Dataset entries
########################################

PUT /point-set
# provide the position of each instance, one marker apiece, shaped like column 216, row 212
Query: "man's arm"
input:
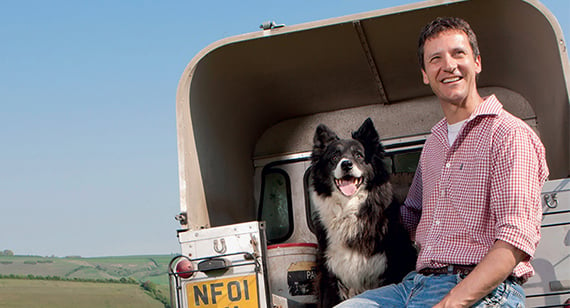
column 495, row 267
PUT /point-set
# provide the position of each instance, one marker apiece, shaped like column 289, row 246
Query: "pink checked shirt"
column 485, row 187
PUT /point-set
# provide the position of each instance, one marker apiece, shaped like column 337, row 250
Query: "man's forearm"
column 495, row 267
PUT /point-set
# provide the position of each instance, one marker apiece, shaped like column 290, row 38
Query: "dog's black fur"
column 371, row 229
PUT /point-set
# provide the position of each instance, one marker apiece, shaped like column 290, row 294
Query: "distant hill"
column 141, row 268
column 85, row 282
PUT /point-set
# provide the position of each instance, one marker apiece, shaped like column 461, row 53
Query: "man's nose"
column 449, row 64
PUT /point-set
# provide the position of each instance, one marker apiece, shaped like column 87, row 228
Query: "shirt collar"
column 490, row 106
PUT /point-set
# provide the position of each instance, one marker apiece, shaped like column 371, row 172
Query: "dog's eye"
column 336, row 156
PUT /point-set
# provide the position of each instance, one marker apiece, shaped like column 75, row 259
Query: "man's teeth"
column 448, row 80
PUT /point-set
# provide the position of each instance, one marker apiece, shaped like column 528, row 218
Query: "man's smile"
column 451, row 79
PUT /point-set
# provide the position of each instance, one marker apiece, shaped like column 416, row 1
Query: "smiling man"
column 474, row 206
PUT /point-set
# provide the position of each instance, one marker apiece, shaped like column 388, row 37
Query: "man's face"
column 450, row 67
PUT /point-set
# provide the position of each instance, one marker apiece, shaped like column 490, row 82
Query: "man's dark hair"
column 440, row 25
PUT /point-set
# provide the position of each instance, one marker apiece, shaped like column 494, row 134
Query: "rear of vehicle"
column 248, row 106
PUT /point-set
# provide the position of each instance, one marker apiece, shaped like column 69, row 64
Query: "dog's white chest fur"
column 356, row 271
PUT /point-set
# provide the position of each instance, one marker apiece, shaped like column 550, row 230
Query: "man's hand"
column 495, row 267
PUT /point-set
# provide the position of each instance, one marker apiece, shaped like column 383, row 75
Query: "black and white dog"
column 362, row 244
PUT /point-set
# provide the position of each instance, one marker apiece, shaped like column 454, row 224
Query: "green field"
column 35, row 281
column 15, row 293
column 140, row 268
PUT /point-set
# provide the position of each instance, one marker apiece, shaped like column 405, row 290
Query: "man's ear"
column 424, row 76
column 478, row 64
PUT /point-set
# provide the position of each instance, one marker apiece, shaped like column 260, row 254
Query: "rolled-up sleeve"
column 519, row 171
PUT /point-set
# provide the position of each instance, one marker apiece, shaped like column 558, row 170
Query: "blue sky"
column 88, row 159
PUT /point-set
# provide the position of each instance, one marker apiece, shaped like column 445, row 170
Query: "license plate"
column 234, row 292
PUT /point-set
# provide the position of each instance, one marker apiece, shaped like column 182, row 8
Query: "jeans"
column 417, row 291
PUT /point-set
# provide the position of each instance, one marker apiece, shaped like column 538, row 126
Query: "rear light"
column 185, row 268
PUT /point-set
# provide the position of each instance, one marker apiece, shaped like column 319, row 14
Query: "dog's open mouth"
column 348, row 186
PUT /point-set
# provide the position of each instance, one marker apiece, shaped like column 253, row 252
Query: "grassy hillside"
column 141, row 268
column 15, row 293
column 60, row 282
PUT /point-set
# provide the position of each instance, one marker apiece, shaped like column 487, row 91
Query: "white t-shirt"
column 453, row 131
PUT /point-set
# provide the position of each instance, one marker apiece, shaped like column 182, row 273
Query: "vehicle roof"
column 236, row 89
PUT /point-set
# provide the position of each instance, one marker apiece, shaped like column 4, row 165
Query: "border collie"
column 362, row 244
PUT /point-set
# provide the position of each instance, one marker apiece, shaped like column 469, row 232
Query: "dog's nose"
column 346, row 165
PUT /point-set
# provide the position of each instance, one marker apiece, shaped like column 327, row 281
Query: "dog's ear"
column 368, row 136
column 323, row 137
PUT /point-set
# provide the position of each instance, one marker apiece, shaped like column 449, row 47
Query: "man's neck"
column 457, row 112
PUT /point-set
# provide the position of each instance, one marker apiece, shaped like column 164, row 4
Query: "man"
column 474, row 206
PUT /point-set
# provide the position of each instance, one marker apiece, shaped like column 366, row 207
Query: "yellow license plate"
column 234, row 292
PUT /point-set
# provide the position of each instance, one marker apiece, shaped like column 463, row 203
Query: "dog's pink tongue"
column 348, row 188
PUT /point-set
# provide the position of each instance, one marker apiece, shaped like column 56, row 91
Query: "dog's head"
column 347, row 165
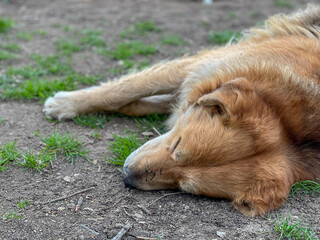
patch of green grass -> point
(67, 46)
(291, 230)
(146, 26)
(37, 89)
(42, 32)
(11, 47)
(146, 123)
(55, 64)
(283, 3)
(27, 72)
(10, 215)
(128, 65)
(126, 50)
(92, 120)
(172, 40)
(67, 28)
(5, 24)
(255, 14)
(223, 37)
(24, 35)
(5, 55)
(96, 135)
(140, 29)
(8, 152)
(23, 203)
(91, 38)
(122, 147)
(35, 161)
(306, 187)
(57, 25)
(232, 14)
(65, 144)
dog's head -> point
(213, 147)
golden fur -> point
(246, 118)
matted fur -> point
(245, 122)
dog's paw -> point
(61, 106)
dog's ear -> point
(229, 96)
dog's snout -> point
(128, 177)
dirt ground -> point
(109, 205)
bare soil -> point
(109, 206)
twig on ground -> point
(122, 232)
(92, 231)
(156, 130)
(140, 237)
(128, 214)
(165, 195)
(145, 210)
(117, 202)
(79, 204)
(63, 198)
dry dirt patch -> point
(109, 206)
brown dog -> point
(246, 121)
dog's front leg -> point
(162, 78)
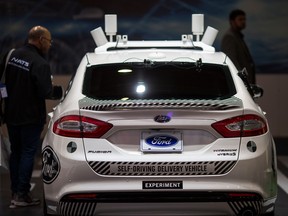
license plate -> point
(162, 185)
(161, 141)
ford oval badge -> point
(162, 118)
(161, 141)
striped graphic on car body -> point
(110, 105)
(126, 168)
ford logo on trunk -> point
(161, 140)
(162, 118)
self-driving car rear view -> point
(159, 121)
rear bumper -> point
(229, 203)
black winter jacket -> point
(28, 82)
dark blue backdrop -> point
(70, 22)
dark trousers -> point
(25, 140)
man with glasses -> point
(234, 46)
(28, 83)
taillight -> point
(80, 127)
(241, 126)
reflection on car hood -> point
(109, 105)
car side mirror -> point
(57, 93)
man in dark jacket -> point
(234, 46)
(28, 82)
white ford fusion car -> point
(159, 121)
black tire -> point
(270, 213)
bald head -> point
(40, 37)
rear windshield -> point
(163, 80)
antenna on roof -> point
(197, 25)
(111, 25)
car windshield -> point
(158, 80)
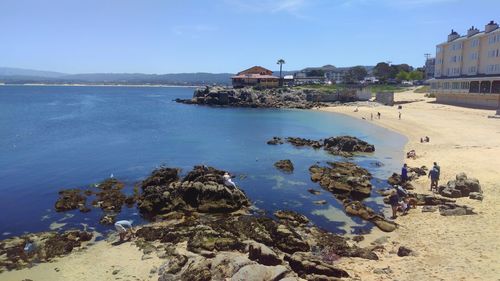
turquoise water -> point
(55, 137)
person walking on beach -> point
(436, 166)
(394, 201)
(404, 173)
(434, 175)
(227, 180)
(124, 227)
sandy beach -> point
(448, 248)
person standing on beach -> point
(124, 227)
(434, 175)
(394, 201)
(404, 173)
(436, 166)
(227, 180)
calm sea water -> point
(62, 137)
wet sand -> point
(448, 248)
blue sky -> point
(164, 36)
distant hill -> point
(25, 76)
(19, 72)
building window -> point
(493, 39)
(474, 43)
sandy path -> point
(448, 248)
(101, 261)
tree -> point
(315, 73)
(403, 75)
(281, 62)
(355, 74)
(382, 71)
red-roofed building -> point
(255, 76)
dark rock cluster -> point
(248, 97)
(462, 187)
(343, 178)
(344, 146)
(109, 197)
(22, 251)
(237, 247)
(202, 190)
(350, 183)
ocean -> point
(58, 137)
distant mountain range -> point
(26, 76)
(9, 75)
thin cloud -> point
(292, 7)
(406, 4)
(192, 30)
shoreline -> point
(105, 85)
(448, 248)
(462, 256)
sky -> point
(174, 36)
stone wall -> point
(489, 101)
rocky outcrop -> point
(343, 178)
(349, 182)
(413, 174)
(202, 190)
(249, 248)
(110, 196)
(460, 187)
(23, 251)
(299, 142)
(275, 141)
(344, 146)
(248, 97)
(284, 165)
(347, 144)
(451, 209)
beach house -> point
(255, 76)
(467, 68)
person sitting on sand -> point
(227, 180)
(411, 154)
(434, 175)
(404, 173)
(124, 227)
(402, 193)
(436, 166)
(394, 201)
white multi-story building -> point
(467, 68)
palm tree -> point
(281, 62)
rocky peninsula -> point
(249, 97)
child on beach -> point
(124, 227)
(394, 201)
(227, 180)
(434, 176)
(404, 173)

########################################

**Assignment**
Each line from the one with "white multi-story building -> point" through the end of the entries above must be set down exactly, both end lines included, and no other line may appear.

**Solution**
white multi-story building -> point
(467, 68)
palm tree -> point
(281, 62)
rocky peninsula -> point
(249, 97)
child on beach -> point
(124, 227)
(394, 201)
(227, 180)
(434, 176)
(404, 173)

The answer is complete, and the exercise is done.